Exercise 1 -
Rewrite the passage on television and eating, starting with "More action in" and going on through "mouth.' Dr. Tal.", with "television program" changed to "TV show" each time it occurs.
Exercise 2 -
Write the next paragraph of the article on television content and overeating, picking up after its final sentence.

Document excerpt -
-*-

More action in a television program makes people eat more in an emotional and subconscious response to the content of the television program. This is the conclusion of a new study conducted by Dr. Aner Tal, Brian Wansink, and colleagues at Cornell University. The research was published in the Sept. 1, 2014, edition of the Journal of the American Medical Association: Internal Medicine.

'More stimulating programs that are fast paced, include many camera cuts, really draw you in and distract you from what you are eating. They can make you eat more because you're paying less attention to how much you are putting in your mouth.' Dr. Tal.
Daniel Miller

Several previous studies have indicated that watching television or excessive viewing of television was a factor in the obesity epidemic in the United States. This is the first research that quantifies the content factor of television with eating habits that can lead to obesity. The researchers found that the more distracting a television program is the more a person will eat in an unconscious response to the content of the program. Excessive eating was predicated on the person deciding to eat while watching television.

-*-

Source information -
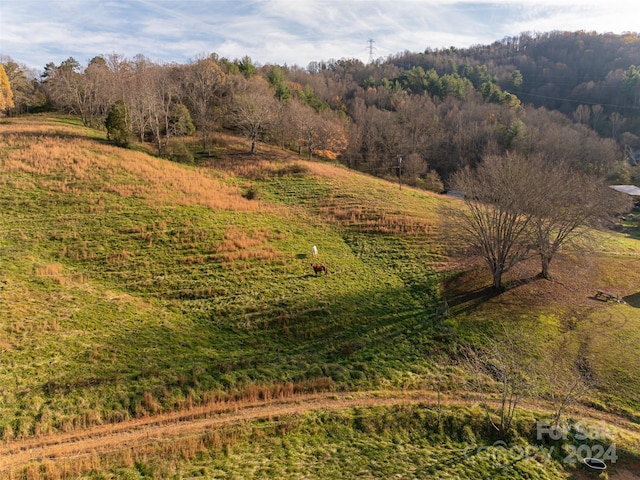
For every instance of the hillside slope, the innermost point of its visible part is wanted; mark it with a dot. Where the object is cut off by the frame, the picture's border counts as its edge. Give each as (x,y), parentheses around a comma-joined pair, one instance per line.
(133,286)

-*-

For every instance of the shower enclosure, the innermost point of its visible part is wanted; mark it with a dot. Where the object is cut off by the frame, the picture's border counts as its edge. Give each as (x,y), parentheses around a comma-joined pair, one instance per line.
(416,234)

-*-

Expected output 1 -
More action in a TV show makes people eat more in an emotional and subconscious response to the content of the TV show. This is the conclusion of a new study conducted by Dr. Aner Tal, Brian Wansink, and colleagues at Cornell University. The research was published in the Sept. 1, 2014, edition of the Journal of the American Medical Association: Internal Medicine.

'More stimulating programs that are fast paced, include many camera cuts, really draw you in and distract you from what you are eating. They can make you eat more because you're paying less attention to how much you are putting in your mouth.' Dr. Tal.

Expected output 2 -
The study involved 94 participants. The participants watched an action movie and a talk show while eating. The participants were given a choice of eating fruit or high-sugar content foods while watching a 20 minute snippet of each program. The action film increased eating by 98 percent versus the talk show. Participants that watched the action movie without sound ate 36 more. The action movie increased calorie consumption by 146 percent.

The researchers conclude that action movies produce more eating because the distraction of the action movie prevents people from paying attention to how much they are eating. The suggested solution is planning television snacks by placing small portions in separate containers before watching television. A second suggestion is substituting fruit and healthier foods for high-sugar foods. Turning off the television and going outside to exercise is a third possibility that was not suggested by the study.